Problem: Could you express the records below, from the line containing "Pretty please, detect the clipboard" through the end of the records, as a JSON list of strings, one string per line and with blank lines left out?
>>>
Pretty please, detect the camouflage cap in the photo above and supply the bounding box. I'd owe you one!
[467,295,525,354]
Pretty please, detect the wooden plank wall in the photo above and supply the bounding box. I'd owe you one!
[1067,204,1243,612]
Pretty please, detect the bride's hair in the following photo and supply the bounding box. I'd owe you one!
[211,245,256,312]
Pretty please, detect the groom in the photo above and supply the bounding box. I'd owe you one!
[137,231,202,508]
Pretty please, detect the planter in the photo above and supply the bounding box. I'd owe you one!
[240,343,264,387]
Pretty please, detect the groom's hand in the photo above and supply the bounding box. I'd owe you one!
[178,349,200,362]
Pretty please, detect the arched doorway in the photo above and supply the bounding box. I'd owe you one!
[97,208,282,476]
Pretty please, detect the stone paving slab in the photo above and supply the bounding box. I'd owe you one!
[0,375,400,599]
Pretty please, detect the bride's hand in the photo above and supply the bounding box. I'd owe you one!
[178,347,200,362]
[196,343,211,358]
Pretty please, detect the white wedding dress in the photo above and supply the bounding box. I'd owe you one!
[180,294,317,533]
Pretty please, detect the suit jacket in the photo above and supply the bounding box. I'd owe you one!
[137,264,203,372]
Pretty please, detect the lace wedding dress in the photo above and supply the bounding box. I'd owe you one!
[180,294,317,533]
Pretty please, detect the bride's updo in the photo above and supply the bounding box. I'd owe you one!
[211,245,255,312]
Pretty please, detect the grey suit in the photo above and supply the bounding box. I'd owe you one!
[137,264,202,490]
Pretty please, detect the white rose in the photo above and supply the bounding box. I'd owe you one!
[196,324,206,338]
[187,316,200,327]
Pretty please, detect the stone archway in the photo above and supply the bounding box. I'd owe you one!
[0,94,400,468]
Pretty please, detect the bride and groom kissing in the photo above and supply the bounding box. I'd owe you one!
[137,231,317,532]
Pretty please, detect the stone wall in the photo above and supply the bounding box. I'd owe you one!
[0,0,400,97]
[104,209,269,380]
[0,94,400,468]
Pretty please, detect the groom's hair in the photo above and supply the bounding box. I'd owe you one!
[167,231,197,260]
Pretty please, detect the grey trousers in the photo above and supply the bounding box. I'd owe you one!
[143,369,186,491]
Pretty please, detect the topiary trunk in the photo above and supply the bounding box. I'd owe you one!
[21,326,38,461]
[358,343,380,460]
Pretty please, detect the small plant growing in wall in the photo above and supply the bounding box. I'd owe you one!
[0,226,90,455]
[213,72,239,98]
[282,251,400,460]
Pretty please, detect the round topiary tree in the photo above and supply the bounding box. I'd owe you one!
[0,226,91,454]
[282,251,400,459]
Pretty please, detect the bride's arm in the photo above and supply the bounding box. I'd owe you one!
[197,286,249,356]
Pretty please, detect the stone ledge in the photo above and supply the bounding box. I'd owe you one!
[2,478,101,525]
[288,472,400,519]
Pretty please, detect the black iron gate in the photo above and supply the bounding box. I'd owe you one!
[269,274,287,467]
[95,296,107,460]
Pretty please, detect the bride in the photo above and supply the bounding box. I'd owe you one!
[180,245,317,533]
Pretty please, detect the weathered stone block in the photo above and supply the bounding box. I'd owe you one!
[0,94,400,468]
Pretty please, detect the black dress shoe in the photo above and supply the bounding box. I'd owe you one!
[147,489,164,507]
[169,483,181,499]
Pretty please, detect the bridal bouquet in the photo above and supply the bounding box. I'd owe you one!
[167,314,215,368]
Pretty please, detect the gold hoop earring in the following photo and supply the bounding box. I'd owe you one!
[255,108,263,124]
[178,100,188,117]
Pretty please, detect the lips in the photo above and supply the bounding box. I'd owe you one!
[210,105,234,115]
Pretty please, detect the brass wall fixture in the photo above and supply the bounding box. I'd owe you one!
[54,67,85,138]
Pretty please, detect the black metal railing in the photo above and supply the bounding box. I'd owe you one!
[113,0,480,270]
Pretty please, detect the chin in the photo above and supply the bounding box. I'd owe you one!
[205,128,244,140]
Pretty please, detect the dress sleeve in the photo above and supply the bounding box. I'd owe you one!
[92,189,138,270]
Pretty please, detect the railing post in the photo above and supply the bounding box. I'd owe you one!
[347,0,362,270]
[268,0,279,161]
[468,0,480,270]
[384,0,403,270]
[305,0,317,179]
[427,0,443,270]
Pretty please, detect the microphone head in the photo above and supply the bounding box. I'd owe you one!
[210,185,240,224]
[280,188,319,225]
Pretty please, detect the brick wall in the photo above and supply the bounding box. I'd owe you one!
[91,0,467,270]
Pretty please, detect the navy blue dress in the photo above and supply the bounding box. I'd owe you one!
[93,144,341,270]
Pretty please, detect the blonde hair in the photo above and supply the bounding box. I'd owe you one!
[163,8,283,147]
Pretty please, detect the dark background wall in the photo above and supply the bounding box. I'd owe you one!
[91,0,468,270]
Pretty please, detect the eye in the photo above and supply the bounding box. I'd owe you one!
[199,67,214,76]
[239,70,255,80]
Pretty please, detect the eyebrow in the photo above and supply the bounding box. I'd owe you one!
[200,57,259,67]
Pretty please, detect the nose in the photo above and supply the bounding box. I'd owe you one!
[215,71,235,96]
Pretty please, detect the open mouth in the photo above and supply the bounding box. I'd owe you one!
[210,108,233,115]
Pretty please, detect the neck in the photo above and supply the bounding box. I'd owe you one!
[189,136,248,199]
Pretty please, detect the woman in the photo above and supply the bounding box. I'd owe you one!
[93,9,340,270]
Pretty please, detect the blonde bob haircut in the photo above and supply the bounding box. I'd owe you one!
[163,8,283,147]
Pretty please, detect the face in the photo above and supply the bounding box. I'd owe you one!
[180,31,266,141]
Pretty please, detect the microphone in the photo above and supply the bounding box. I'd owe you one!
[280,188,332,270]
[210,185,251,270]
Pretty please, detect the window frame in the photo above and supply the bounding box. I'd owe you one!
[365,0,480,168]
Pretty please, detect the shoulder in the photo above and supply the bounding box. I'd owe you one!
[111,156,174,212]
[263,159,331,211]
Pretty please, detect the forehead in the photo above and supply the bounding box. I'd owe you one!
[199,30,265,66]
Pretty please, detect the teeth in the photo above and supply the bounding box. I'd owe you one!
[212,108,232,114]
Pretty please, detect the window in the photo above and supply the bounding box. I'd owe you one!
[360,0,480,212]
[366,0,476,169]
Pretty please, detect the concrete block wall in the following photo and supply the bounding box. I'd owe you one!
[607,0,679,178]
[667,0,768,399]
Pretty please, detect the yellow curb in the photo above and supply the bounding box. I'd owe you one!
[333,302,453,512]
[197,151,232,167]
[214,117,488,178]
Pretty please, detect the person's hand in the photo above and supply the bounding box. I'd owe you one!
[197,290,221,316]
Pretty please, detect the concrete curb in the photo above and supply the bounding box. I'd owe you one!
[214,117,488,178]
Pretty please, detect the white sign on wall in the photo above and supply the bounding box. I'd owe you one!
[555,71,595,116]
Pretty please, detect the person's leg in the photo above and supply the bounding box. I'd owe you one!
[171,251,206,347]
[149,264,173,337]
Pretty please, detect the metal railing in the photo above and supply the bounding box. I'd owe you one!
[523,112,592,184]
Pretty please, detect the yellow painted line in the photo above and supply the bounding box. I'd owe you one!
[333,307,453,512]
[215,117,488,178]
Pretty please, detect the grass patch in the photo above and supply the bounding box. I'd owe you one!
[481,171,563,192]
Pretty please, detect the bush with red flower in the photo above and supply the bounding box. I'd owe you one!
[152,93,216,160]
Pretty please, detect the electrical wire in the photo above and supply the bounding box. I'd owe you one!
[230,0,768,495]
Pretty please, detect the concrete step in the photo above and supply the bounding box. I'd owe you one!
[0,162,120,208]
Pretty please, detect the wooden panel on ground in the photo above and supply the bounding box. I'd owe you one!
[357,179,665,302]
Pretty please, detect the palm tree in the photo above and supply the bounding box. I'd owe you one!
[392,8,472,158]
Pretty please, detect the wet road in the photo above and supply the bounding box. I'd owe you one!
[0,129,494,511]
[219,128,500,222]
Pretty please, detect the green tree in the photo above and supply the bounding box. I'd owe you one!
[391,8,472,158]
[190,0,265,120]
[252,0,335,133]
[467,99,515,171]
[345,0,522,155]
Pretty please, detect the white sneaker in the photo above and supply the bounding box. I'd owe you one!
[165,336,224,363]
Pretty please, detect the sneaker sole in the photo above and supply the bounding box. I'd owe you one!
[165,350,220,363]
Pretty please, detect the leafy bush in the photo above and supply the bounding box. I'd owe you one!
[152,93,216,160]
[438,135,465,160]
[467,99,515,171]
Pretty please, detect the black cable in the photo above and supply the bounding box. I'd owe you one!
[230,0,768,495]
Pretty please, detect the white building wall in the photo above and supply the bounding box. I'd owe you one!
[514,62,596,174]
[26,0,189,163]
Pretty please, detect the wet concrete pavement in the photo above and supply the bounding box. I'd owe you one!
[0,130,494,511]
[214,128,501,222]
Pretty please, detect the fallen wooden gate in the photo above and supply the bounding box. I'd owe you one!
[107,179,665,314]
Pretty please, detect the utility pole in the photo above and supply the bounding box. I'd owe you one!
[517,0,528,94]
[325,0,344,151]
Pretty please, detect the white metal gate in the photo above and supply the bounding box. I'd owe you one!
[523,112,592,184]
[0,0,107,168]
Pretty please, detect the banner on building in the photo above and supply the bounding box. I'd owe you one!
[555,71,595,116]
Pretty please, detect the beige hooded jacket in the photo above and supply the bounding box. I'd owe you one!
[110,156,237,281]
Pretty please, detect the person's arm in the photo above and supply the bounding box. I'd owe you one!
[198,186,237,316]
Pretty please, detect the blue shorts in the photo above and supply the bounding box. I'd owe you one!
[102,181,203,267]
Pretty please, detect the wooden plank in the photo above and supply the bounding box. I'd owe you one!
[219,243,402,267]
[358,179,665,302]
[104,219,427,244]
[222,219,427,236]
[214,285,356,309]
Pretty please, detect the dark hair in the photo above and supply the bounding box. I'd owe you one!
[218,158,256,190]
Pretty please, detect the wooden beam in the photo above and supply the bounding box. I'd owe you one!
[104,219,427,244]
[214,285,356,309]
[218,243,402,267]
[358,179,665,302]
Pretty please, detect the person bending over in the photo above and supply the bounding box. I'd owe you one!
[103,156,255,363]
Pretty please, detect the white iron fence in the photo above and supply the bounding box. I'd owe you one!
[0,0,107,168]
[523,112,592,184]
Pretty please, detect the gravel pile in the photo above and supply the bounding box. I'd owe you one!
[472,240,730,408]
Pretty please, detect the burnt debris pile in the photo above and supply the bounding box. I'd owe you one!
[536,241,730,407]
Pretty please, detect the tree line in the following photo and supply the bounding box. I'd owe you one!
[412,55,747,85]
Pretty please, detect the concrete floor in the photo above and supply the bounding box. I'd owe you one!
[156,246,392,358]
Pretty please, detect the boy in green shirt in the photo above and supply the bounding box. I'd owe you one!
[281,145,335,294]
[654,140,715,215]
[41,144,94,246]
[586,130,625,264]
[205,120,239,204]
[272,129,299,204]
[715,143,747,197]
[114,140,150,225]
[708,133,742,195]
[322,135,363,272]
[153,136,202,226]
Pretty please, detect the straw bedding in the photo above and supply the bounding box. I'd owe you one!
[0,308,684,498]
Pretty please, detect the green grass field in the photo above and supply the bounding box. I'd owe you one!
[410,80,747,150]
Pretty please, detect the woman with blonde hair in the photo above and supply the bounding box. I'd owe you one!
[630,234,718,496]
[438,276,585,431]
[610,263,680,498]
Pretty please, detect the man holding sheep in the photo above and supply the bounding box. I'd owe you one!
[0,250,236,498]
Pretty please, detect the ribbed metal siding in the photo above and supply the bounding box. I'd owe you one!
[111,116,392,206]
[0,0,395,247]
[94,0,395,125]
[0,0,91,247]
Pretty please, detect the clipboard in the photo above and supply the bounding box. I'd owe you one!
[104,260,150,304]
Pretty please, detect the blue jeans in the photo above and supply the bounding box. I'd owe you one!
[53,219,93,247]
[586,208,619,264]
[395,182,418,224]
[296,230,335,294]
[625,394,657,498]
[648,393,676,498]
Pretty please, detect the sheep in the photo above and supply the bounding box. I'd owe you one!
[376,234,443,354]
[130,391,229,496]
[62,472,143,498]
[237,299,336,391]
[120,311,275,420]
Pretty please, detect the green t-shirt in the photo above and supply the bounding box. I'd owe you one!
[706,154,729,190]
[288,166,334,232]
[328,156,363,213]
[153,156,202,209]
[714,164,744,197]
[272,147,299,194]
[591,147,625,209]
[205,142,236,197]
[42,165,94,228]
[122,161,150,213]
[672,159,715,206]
<<<
Problem solution:
[
  "Pretty please, detect the clipboard in the photo above and supply the bounding box. I'd owe you one!",
  "[104,260,150,304]",
  "Pretty please, detect the blue jeans in the photo above and supply the bounding box. I'd owe you one!",
  "[53,219,93,247]",
  "[586,208,619,264]",
  "[395,182,418,224]",
  "[296,230,335,294]",
  "[625,394,657,498]",
  "[648,393,676,498]",
  "Pretty please, detect the sheep in the photo above and supply the bounding box. I'd owe you one!",
  "[376,234,443,354]",
  "[130,391,229,496]",
  "[62,472,143,498]",
  "[237,299,336,391]",
  "[120,311,275,420]",
  "Pretty please, detect the green t-shirt in the photo above and supply the bounding box. I'd owe you one!",
  "[706,154,729,190]",
  "[288,166,334,232]",
  "[328,156,363,213]",
  "[153,156,202,209]",
  "[714,164,744,197]",
  "[272,147,299,194]",
  "[591,147,625,209]",
  "[205,142,236,197]",
  "[42,165,94,228]",
  "[122,161,150,213]",
  "[672,159,715,206]"
]